_Items_.
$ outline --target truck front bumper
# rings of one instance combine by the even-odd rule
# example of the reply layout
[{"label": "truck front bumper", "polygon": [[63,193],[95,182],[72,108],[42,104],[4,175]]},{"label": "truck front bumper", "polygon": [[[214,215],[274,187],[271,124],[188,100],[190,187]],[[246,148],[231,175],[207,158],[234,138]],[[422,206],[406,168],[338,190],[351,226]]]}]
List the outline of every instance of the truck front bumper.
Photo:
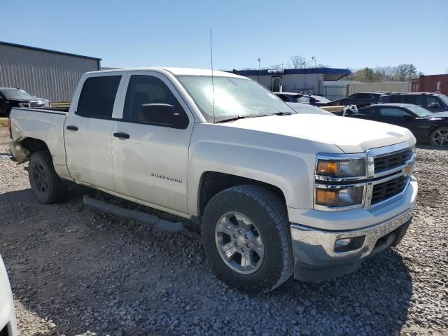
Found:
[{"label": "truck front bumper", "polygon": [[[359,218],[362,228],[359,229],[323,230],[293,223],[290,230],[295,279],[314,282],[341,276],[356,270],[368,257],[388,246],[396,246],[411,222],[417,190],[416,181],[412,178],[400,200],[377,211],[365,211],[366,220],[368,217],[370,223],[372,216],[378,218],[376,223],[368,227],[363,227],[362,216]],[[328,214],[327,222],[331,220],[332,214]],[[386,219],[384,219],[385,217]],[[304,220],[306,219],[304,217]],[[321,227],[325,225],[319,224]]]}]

---

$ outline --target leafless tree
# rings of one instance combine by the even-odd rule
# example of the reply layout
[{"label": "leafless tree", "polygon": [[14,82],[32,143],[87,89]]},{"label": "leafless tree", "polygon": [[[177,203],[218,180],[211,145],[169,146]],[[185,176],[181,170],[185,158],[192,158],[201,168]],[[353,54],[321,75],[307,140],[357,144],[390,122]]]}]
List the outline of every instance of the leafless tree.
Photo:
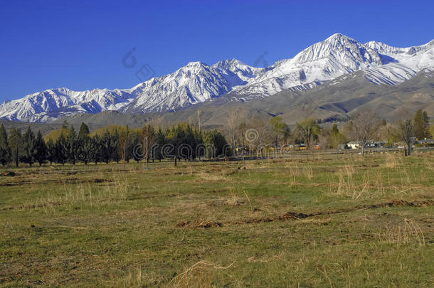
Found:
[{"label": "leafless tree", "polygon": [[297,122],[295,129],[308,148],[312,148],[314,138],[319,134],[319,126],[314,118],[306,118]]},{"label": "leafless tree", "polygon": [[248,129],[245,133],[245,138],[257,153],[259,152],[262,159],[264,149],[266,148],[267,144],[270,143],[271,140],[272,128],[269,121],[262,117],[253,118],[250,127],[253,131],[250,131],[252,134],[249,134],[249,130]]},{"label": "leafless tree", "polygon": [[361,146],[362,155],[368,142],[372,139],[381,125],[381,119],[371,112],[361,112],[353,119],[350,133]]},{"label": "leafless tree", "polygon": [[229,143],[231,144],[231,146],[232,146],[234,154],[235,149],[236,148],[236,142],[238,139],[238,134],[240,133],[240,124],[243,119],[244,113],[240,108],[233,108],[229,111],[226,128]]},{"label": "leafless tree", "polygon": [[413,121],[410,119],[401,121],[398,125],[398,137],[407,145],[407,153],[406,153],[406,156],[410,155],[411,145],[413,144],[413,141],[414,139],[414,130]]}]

_Aim_.
Display each line of the entries above that contains the string "List". Treat case as significant.

_Result of this task_.
List the outline of every instance of the truck front bumper.
List the outline of every instance of the leafless tree.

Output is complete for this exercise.